=== WHAT TO PRODUCE ===
Wherever a picture sits, omit it. Output the rest of the listing exactly.
* * * * * * *
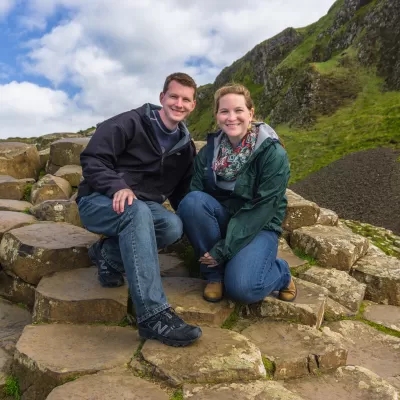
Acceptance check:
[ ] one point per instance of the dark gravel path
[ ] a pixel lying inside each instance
(363, 186)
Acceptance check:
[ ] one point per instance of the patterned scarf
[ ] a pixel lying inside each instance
(230, 160)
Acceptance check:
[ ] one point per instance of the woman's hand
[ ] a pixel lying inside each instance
(209, 260)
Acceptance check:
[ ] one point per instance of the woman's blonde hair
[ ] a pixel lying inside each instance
(233, 89)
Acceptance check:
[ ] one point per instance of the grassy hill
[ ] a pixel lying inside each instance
(328, 89)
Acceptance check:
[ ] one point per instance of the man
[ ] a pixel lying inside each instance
(132, 164)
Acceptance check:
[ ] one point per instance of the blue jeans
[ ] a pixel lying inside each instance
(133, 239)
(254, 272)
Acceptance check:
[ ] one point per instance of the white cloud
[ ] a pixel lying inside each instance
(116, 55)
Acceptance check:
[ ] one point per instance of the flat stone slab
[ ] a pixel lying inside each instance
(71, 173)
(218, 356)
(296, 350)
(14, 205)
(172, 266)
(341, 286)
(381, 274)
(34, 251)
(369, 348)
(350, 383)
(20, 160)
(299, 212)
(257, 390)
(13, 319)
(186, 296)
(286, 253)
(57, 211)
(331, 246)
(77, 297)
(16, 290)
(103, 386)
(49, 355)
(50, 188)
(11, 220)
(388, 316)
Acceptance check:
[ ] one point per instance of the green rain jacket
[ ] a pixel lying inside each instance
(258, 201)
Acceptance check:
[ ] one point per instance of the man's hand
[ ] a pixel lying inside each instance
(119, 199)
(209, 260)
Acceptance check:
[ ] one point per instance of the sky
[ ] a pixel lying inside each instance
(66, 65)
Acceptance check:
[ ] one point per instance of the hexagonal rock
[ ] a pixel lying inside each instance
(368, 347)
(381, 274)
(186, 297)
(71, 173)
(50, 188)
(16, 290)
(77, 297)
(13, 319)
(11, 220)
(300, 212)
(48, 355)
(257, 390)
(332, 246)
(66, 152)
(388, 316)
(286, 253)
(296, 350)
(172, 266)
(350, 382)
(14, 205)
(327, 217)
(34, 251)
(103, 386)
(342, 287)
(19, 160)
(57, 211)
(219, 355)
(11, 188)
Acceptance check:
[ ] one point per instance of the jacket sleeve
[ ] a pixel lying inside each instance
(183, 186)
(198, 171)
(274, 176)
(99, 158)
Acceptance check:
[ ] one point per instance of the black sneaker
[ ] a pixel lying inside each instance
(108, 276)
(169, 329)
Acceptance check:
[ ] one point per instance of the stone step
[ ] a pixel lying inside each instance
(332, 246)
(341, 286)
(172, 266)
(257, 390)
(12, 220)
(296, 350)
(13, 319)
(14, 205)
(368, 347)
(186, 297)
(349, 382)
(36, 250)
(57, 211)
(77, 297)
(381, 274)
(388, 316)
(16, 290)
(49, 355)
(106, 386)
(218, 356)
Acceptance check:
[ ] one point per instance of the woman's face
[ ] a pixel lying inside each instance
(233, 117)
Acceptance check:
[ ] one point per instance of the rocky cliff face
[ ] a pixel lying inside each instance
(301, 74)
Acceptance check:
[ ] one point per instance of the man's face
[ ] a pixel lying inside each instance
(177, 102)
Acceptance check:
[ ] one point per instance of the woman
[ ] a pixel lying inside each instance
(233, 213)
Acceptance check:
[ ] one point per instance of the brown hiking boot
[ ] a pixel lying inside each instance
(213, 292)
(288, 294)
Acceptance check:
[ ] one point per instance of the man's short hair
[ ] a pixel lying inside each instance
(183, 79)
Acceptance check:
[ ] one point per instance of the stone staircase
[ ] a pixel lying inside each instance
(62, 336)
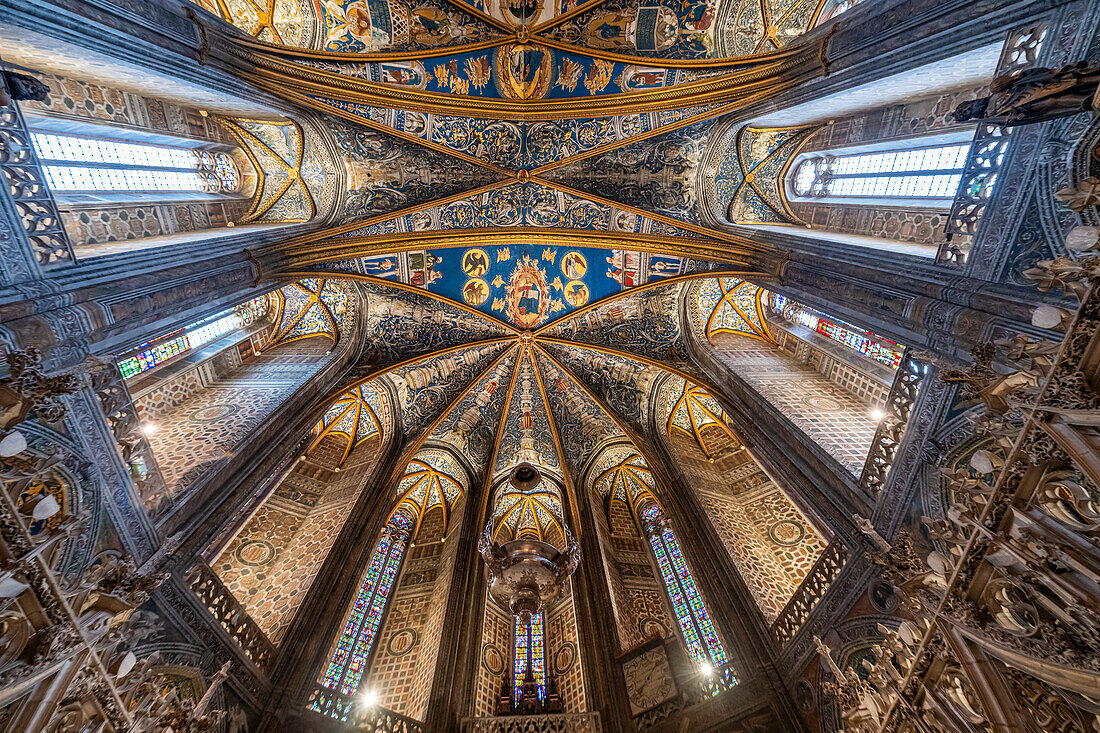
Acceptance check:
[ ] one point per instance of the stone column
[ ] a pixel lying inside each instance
(729, 600)
(309, 636)
(597, 632)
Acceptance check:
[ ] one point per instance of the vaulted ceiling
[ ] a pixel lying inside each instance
(513, 186)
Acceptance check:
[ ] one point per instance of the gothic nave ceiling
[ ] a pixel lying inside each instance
(663, 29)
(498, 394)
(519, 210)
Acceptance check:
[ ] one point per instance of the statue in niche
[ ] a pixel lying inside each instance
(1034, 95)
(21, 87)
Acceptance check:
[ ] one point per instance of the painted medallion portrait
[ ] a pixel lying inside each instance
(528, 298)
(574, 265)
(474, 263)
(475, 292)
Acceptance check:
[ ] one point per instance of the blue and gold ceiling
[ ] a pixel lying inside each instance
(514, 195)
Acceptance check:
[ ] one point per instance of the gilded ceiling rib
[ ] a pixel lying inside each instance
(311, 238)
(498, 435)
(623, 354)
(485, 18)
(702, 382)
(690, 397)
(748, 176)
(600, 150)
(641, 288)
(558, 20)
(713, 233)
(570, 488)
(403, 286)
(373, 55)
(409, 451)
(765, 78)
(627, 431)
(734, 250)
(790, 51)
(293, 172)
(385, 129)
(771, 29)
(332, 396)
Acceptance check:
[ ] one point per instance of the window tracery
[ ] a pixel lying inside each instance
(165, 348)
(928, 172)
(529, 653)
(625, 477)
(695, 624)
(866, 343)
(94, 164)
(348, 663)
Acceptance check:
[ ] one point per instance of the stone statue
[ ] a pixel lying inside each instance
(1034, 95)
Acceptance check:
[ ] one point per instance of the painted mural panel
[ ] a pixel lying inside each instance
(517, 144)
(516, 70)
(367, 25)
(385, 174)
(662, 30)
(656, 175)
(525, 286)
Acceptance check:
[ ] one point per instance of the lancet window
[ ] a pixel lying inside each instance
(94, 164)
(914, 172)
(169, 346)
(864, 342)
(694, 620)
(348, 664)
(530, 654)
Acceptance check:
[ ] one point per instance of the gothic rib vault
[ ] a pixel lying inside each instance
(499, 378)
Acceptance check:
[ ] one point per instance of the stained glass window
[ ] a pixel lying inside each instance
(931, 172)
(160, 350)
(867, 343)
(348, 662)
(530, 648)
(92, 164)
(694, 620)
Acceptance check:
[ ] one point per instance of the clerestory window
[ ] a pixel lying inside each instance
(931, 172)
(73, 163)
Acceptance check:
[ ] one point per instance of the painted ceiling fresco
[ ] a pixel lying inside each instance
(728, 305)
(516, 70)
(622, 474)
(692, 409)
(657, 175)
(748, 166)
(497, 395)
(385, 174)
(523, 205)
(519, 279)
(433, 480)
(359, 414)
(536, 513)
(657, 29)
(527, 436)
(525, 286)
(517, 144)
(293, 170)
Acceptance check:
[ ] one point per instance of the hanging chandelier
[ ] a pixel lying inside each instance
(526, 573)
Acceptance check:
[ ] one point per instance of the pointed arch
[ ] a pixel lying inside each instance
(356, 415)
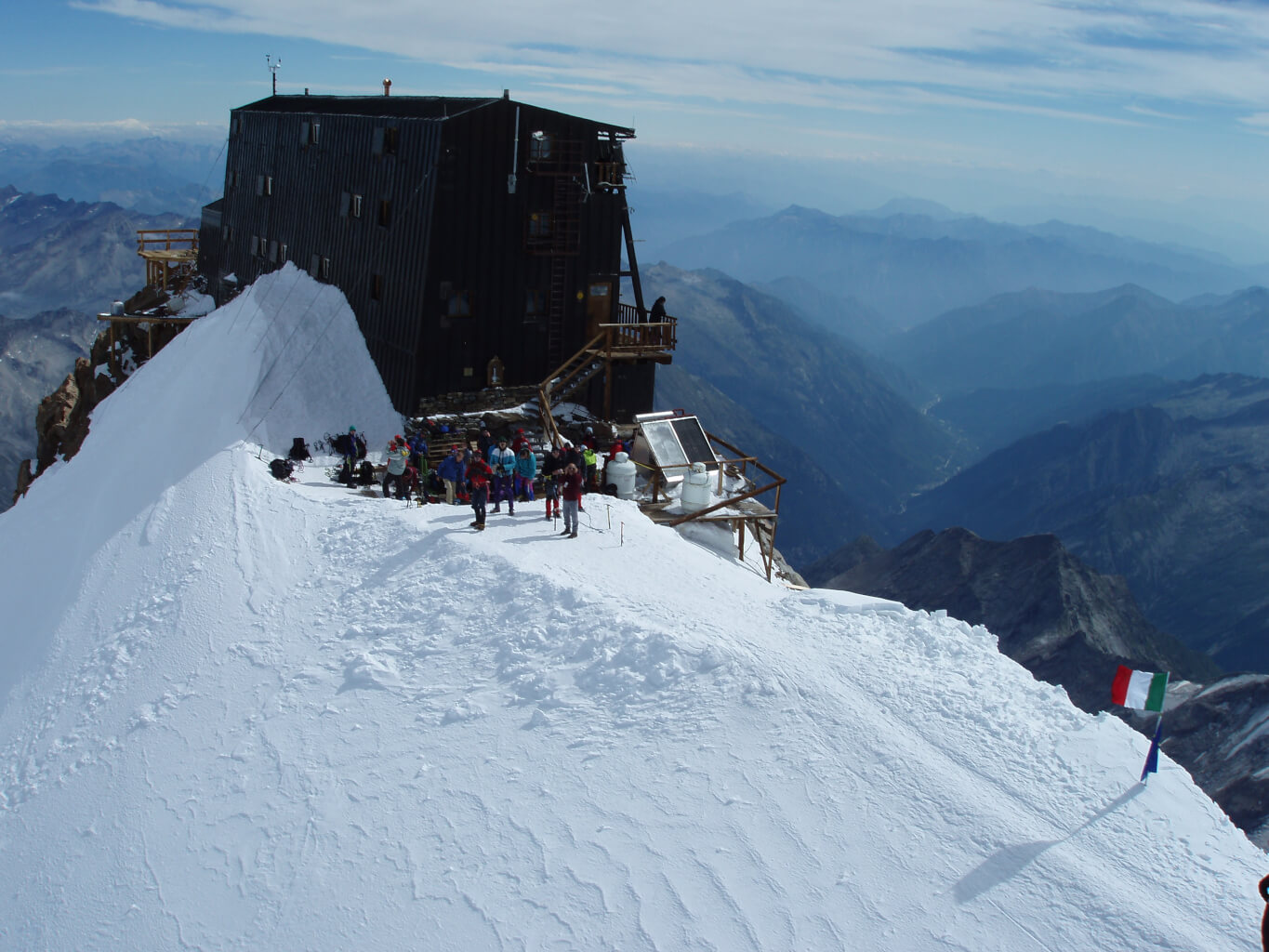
* * * * * * *
=== ANSWER FOR THIS EXERCISE ===
Acceptance check:
[ ] one point per instance of the dark gravel path
[ ] a pixel lying inside each instance
(363, 186)
Acceptance check:
[ ] one point per instance of the patterned scarf
[ ] a pixel lying inside each instance
(230, 160)
Acceptance check:
[ ] one point per instance of the woman's hand
[ ] a pixel lying inside each instance
(209, 260)
Acceptance check:
[ ] one point per instance of the woman's blonde hair
[ ] a pixel lying inside each instance
(233, 89)
Acceptance check:
[ ] one point per instance of the grassy hill
[ ] a pixel lying inside each instance
(328, 89)
Acceptance check:
[ ] one point per instance of the man
[ ] a pixel lying inside each instance
(132, 164)
Acceptance check:
[ ] one point per instance of the blue jeans
[ ] a pixel lying inside each instance
(133, 239)
(254, 272)
Acceptance check:
[ ] one point per instance of the white cloud
[ ] a pixel lying inside each instance
(116, 55)
Acceptance check:
[ ] one point per instance of the flat stone slab
[ ] a pixel lying inside each instance
(71, 173)
(218, 356)
(296, 350)
(14, 205)
(172, 266)
(341, 286)
(381, 274)
(34, 251)
(369, 348)
(350, 383)
(20, 160)
(299, 212)
(257, 390)
(13, 319)
(186, 296)
(286, 253)
(57, 211)
(331, 246)
(77, 297)
(16, 290)
(103, 386)
(49, 355)
(50, 188)
(11, 220)
(388, 316)
Acceptance check:
[ ] one point per instance of the green rain jacket
[ ] a pixel lying inside each instance
(258, 201)
Acceptance check:
[ ] one point per instance of the man's hand
[ ] a pixel lying inside each instance
(119, 199)
(209, 260)
Acceptance check:
[ ] one point per instance of the sky
[ ] a pixel lying inside each instance
(66, 65)
Acceptance check:
[ ] one point per instance of the hexagonal rock
[ ] a pixel lying inside each instance
(368, 347)
(381, 274)
(186, 297)
(71, 173)
(50, 188)
(16, 290)
(77, 297)
(13, 319)
(11, 220)
(300, 212)
(48, 355)
(257, 390)
(332, 246)
(66, 152)
(388, 316)
(286, 253)
(296, 350)
(172, 266)
(350, 382)
(14, 205)
(327, 217)
(34, 251)
(103, 386)
(342, 287)
(19, 160)
(57, 211)
(219, 355)
(11, 188)
Acceptance check:
[ ] one point per instance of the jacket sleeve
[ ] a pixel lying inside each instance
(183, 186)
(198, 171)
(274, 176)
(99, 158)
Acceptance check:
[ ] one point per instance of the black sneaker
[ ] a pixel lying inside each instance
(108, 276)
(169, 329)
Acceptance check:
[ ] one point per instance of the stone step
[ ] a pixel lying inside each instance
(332, 246)
(341, 286)
(172, 266)
(257, 390)
(12, 220)
(296, 350)
(13, 319)
(14, 205)
(368, 347)
(186, 297)
(349, 382)
(36, 250)
(57, 211)
(77, 297)
(381, 274)
(388, 316)
(16, 290)
(49, 355)
(106, 386)
(218, 356)
Acceptance check:
[ ] one point per instance of the woman's face
[ ] a pixel lying inside each instance
(233, 117)
Acceptance check:
[ ] one point per instance of the rocky cliff face
[ ] a pixel lying inside each instance
(301, 74)
Acceptance check:
[ ] one point per instance of the man's face
[ ] a pixel lying inside each instance
(177, 102)
Acceptance check:
[ ] one point per instance of the woman
[ ] a pixel lying inside each instance
(233, 213)
Acceptance check:
[ ] one point per instance of the brown hiking boot
[ ] a pixel lying inside each instance
(213, 292)
(288, 294)
Acceptance check:
[ ] one point per instance of the man's short hair
[ ] a pixel lying inside each instance
(183, 79)
Acceptance check:
[ ] one point per instance of the stone staircase
[ ] a pixel lying inside each instance
(62, 336)
Acceptance check:
[ ] one point per instance of the stone column
[ ] a pixel lying inside each instance
(729, 600)
(309, 636)
(597, 632)
Acceptance check:
[ ] one point per instance of the vaulted ceiling
[ ] a pixel lying inside each instance
(513, 186)
Acceptance check:
[ ] one point per instance of the gothic nave ceiling
[ ] a pixel lying inside each instance
(663, 29)
(498, 394)
(519, 210)
Acceptance check:
[ ] one point per instance of the statue in niche
[ ] a pixel lying inside each instance
(1034, 95)
(21, 87)
Acceptance check:
[ ] one point per instance of the painted medallion portrait
[ ] a pixel lying inside each instance
(528, 298)
(574, 265)
(474, 263)
(475, 292)
Acceptance check:
[ ] one point per instance of the blue and gold ceiling
[ ] a pixel lying inside each instance
(514, 195)
Acceptance check:
[ ] one point per instance of the gilded ceiling rib
[ ] a pixel lying inside each instance
(311, 238)
(498, 435)
(623, 354)
(485, 18)
(702, 382)
(690, 397)
(748, 176)
(600, 150)
(641, 288)
(558, 20)
(713, 233)
(570, 488)
(403, 286)
(373, 55)
(409, 451)
(765, 78)
(627, 431)
(734, 250)
(790, 51)
(293, 172)
(385, 129)
(771, 29)
(332, 396)
Acceptance check:
[ ] one point per instance of the window tracery
[ ] a pixel lying inside each instance
(165, 348)
(928, 172)
(529, 653)
(625, 477)
(695, 624)
(866, 343)
(94, 164)
(348, 663)
Acceptance check:
[ ] one point per instance of the stone statue
[ ] a pixel lying inside each instance
(1034, 95)
Acceptance check:
[ ] one point per instance of the painted mural panel
[ ] a pixel lying inside each instance
(517, 144)
(516, 70)
(367, 25)
(385, 174)
(662, 30)
(656, 175)
(525, 286)
Acceptance check:
[ ] one point per instance of the lancet window
[ ] a pixel lying inside each instance
(94, 164)
(914, 172)
(169, 346)
(864, 342)
(694, 620)
(348, 664)
(530, 654)
Acceptance check:
[ ] one point per instance of the gothic rib vault
[ ] a pixel lying inside each instance
(499, 378)
Acceptance check:
[ ] one point per instance of the stained glass window
[ ] a pixel lying inside each instance
(931, 172)
(160, 350)
(867, 343)
(348, 662)
(530, 648)
(92, 164)
(694, 620)
Acceptance check:
[ ] one point per instance of the clerestory window
[ ] a pixel lying inside each instance
(931, 172)
(73, 163)
Acceptance check:
[ ] one point per instance of the painted ceiling fresco
[ ] a pixel lying inside each instance
(728, 305)
(516, 70)
(622, 474)
(692, 409)
(657, 175)
(748, 166)
(497, 395)
(385, 174)
(523, 205)
(519, 279)
(433, 480)
(359, 414)
(536, 513)
(657, 29)
(527, 436)
(525, 286)
(517, 144)
(293, 170)
Acceptance check:
[ ] one point per instance of the hanging chandelier
[ ] a pixel lying inside each instance
(526, 573)
Acceptance check:
[ ] one point per instance of the pointed arch
[ ] a pixel lying inside each instance
(356, 415)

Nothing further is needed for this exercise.